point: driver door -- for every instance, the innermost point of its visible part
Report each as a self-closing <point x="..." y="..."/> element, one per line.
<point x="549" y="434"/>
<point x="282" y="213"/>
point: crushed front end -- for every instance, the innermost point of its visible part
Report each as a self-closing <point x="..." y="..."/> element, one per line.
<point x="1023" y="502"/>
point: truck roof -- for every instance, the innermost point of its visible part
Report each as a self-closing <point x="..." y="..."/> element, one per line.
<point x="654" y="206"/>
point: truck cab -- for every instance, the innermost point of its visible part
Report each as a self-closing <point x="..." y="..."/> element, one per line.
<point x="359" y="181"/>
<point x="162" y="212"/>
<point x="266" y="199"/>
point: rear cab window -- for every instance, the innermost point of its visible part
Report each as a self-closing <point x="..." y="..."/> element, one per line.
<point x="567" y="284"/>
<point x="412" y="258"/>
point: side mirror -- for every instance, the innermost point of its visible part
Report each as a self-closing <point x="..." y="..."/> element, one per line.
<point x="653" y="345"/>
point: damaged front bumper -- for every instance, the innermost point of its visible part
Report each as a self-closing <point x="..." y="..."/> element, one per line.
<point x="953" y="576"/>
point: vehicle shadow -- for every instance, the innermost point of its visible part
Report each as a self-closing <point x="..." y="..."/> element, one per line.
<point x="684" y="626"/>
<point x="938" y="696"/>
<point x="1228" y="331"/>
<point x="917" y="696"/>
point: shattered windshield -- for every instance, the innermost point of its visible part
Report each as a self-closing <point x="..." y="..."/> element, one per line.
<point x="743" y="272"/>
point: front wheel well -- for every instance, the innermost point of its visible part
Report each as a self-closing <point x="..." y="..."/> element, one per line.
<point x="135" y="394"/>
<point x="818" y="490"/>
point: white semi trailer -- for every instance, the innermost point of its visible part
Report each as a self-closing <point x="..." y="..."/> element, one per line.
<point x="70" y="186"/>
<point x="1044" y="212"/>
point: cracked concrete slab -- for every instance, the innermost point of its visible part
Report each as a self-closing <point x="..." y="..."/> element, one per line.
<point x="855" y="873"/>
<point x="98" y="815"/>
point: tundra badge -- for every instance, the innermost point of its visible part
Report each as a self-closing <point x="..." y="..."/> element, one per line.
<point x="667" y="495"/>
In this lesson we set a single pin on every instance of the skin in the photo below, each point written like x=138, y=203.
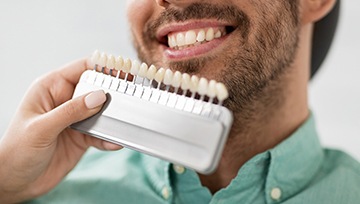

○ ○ ○

# Exercise:
Beginning at the line above that contains "point: side mirror", return each line exactly through the line that contains "point: damaged front", and no others.

# Output:
point: side mirror -- for every instance, the innermost point of its visible part
Report each as a self-closing <point x="..." y="..."/> element, one per line.
<point x="653" y="345"/>
point: damaged front bumper -- for every instance, the innermost point of its visible part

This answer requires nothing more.